Work task: Retype each record below word for word, pictures excluded.

Data extract:
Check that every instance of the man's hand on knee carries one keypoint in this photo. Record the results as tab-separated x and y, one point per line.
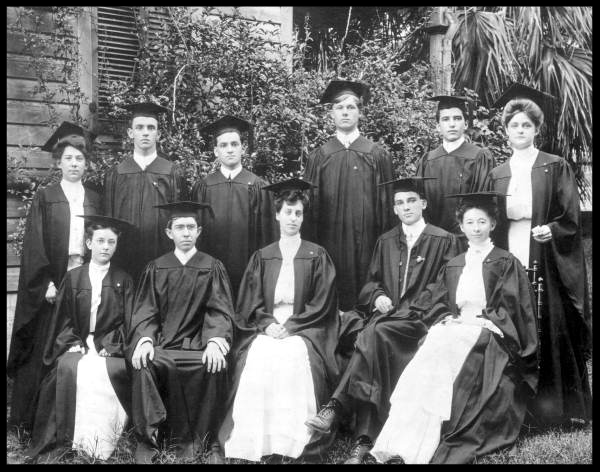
213	358
142	353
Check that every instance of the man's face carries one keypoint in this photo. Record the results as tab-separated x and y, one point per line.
184	232
409	206
451	125
144	132
103	245
345	114
229	149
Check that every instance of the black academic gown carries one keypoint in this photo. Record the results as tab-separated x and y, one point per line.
463	170
388	342
315	319
180	307
243	220
348	209
498	376
55	416
131	193
44	259
564	390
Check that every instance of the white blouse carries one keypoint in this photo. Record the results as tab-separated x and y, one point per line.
470	292
284	288
97	274
520	193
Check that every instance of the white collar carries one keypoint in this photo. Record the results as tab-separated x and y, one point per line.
524	157
231	174
415	229
99	268
144	161
347	138
480	249
184	257
450	146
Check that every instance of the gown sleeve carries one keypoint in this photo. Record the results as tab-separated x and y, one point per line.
218	307
250	313
511	308
323	302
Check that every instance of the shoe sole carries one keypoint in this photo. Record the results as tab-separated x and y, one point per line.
312	426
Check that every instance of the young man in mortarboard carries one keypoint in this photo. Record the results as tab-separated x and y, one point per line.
53	243
243	215
350	210
457	165
378	336
133	188
85	398
181	331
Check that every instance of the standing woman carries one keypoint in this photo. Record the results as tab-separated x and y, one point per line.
286	330
547	229
52	245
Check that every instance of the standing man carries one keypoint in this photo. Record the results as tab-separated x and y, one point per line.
458	165
181	331
134	188
405	261
242	222
350	209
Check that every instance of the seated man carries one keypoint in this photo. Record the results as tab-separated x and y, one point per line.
85	399
181	331
405	260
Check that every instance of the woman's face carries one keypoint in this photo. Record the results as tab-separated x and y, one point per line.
72	164
477	225
290	218
521	131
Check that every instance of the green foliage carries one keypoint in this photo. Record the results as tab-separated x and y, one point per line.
212	65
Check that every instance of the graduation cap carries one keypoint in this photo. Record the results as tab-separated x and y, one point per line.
289	184
408	184
338	87
544	100
185	208
107	222
479	198
145	109
68	131
453	101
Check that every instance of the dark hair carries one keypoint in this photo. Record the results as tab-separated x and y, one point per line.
447	106
89	230
78	142
147	115
523	105
170	222
291	197
489	207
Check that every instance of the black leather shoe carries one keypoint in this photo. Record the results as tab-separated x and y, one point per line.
215	454
144	453
323	421
358	452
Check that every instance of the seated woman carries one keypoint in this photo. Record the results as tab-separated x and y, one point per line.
286	330
83	400
464	393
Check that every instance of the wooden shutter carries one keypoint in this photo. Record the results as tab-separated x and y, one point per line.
118	46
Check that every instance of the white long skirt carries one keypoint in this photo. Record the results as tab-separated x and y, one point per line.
274	398
519	234
422	398
99	416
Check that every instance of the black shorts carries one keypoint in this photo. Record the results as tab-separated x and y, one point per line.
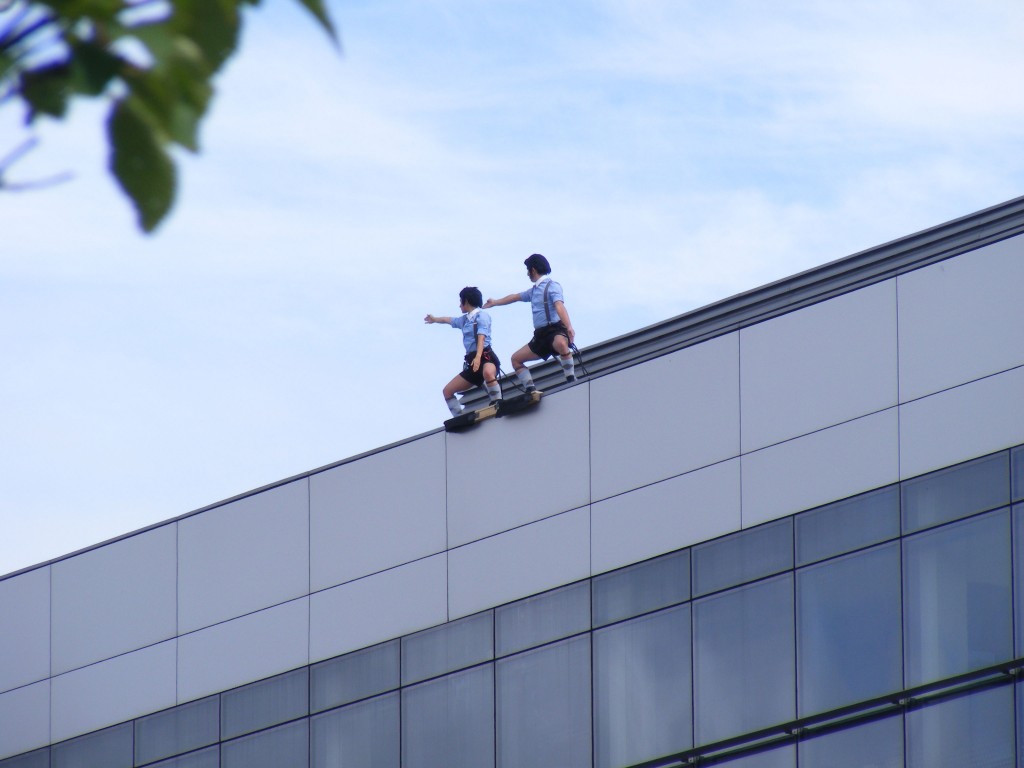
476	377
541	344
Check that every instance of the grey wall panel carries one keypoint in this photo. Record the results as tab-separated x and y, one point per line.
544	452
25	719
25	639
378	607
666	417
962	318
379	512
244	556
114	691
244	649
821	467
519	562
962	423
819	366
114	599
666	516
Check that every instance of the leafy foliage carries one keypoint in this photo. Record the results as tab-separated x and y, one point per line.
153	59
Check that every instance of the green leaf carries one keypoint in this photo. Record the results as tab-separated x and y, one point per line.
140	163
47	90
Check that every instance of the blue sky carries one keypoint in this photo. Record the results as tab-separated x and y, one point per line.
664	155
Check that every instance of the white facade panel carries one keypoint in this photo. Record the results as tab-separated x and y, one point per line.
114	599
244	649
666	516
114	690
519	562
821	467
378	607
666	417
25	639
962	318
971	420
245	556
25	719
819	366
384	510
543	453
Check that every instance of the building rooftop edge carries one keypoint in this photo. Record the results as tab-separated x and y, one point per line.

Finished task:
Check that every instance of the man's hand on knee carries one keypoint in this photo. Record the results as tab-separated x and y, one point per line.
213	358
142	353
Check that every instance of the man's face carries one keypoint in this photo. Record the results as tab-separated x and y, one point per line.
184	232
409	206
451	125
144	132
103	245
345	114
229	149
Check that every instance of the black academic gown carries one keypoint in this photo. Record the results as tab-separated x and y, one point per line.
463	170
388	342
315	319
180	307
243	220
348	209
498	376
55	416
131	193
44	259
564	390
Check that every instance of the white blouse carries one keypoint in this photo. Record the results as tab-separated x and y, one point per line.
470	292
284	288
97	274
520	193
Check that every instance of the white collar carries one keypoint in this photo. Record the results as tab-separated x and y, one point per line.
524	157
231	174
415	229
99	268
144	161
347	138
480	249
184	257
450	146
Check that every instance of the gown sleeve carries one keypoint in this photo. Record the results as tab-separated x and y, one point per line.
218	307
250	313
511	308
323	302
Check that every instance of the shoe sole carries one keypoint in this photo. Record the results as tab-separated x and y, one point per line.
312	426
Check that every instance of the young man in mortarboard carries one keypoint in this photo. Record the results as tab-separated x and y, one point per line.
53	243
243	215
350	210
457	165
378	336
133	188
85	398
181	331
Check that every instance of the standing woman carries one keypoint in this photo. Record the results as tab-separated x and y, one point per line.
286	330
547	229
52	245
Check that every instance of the standing man carries one keypoint in this photo. Record the results as tab-separated x and y, one point per line.
458	165
181	331
134	188
405	261
242	222
350	209
Check that every instance of the seated man carries one keypoint in this photo. Record the results as tab-separated x and y, one point per line.
85	399
181	331
405	260
Check that every instance of the woman's face carries one keypoint in this photo. Record the results as tab-separated x and y, one point per line.
72	164
477	225
290	218
521	131
Check that every instance of the green foliage carries one keypoint in this photo. Record the results as tab-separated x and y, one point per line.
212	65
Check that every instance of the graduation cap carries one keypoint in this photo. Record the results as tab-separated x and y, one point per line.
289	184
408	184
338	87
544	100
185	208
107	222
479	198
145	109
68	131
453	101
Check that every instance of the dark hair carries one keypoint in this photo. Record the results as tab-separated x and y, one point per line.
447	106
89	230
78	142
147	115
523	105
170	222
291	197
489	207
Check that every instance of the black leather shoe carries one keypoint in this photo. Record the results as tab-separated x and y, one point per line.
215	454
144	453
323	421
358	452
Check that every instance of the seated woman carries one keypoint in this photo. Record the results as tab-separated x and y, one point per line.
286	330
83	400
464	393
Check that every instance of the wooden shutter carries one keypoint in this photo. Record the results as tab-separated x and y, one point per line.
118	46
Check that every instance of the white long skirt carries one keypoint in this photo. Record the results as tab-separated x and y, one point per line.
274	398
519	234
422	398
99	416
Check that every instance of the black shorts carries one keypoint in this photo. Record the results as tab-separated x and y, one point per line.
476	377
541	344
Check that every instance of the grey wall panel carries one keypoint in this photo. Record the results as tab-separated x and y, one point per line.
544	452
25	719
25	639
378	607
666	417
962	318
379	512
244	556
114	691
244	649
821	467
519	562
962	423
819	366
114	599
666	516
Check that every instance of the leafy foliage carries one keypoint in this photo. Record the results as tab-separated x and y, one point per line.
153	59
Check that every instance of the green leaf carries one keypoint in this photo. Record the results as tab-separated x and y, one point per line.
140	163
47	90
Check that every instance of the blue sky carries one keypoint in this photo. Record the results as tab-separated x and y, one point per line.
664	155
Check that every instance of the white facade panel carries one keypoint in this photo. Record the results as tab-separated x and y, one point per line.
114	599
244	649
666	516
114	690
519	562
821	467
378	607
666	417
25	639
962	318
971	420
245	556
25	719
819	366
384	510
543	453
Check that every instance of the building rooftop edge carries one keypoint in this photo. Record the results as tab-separated x and y, one point per line.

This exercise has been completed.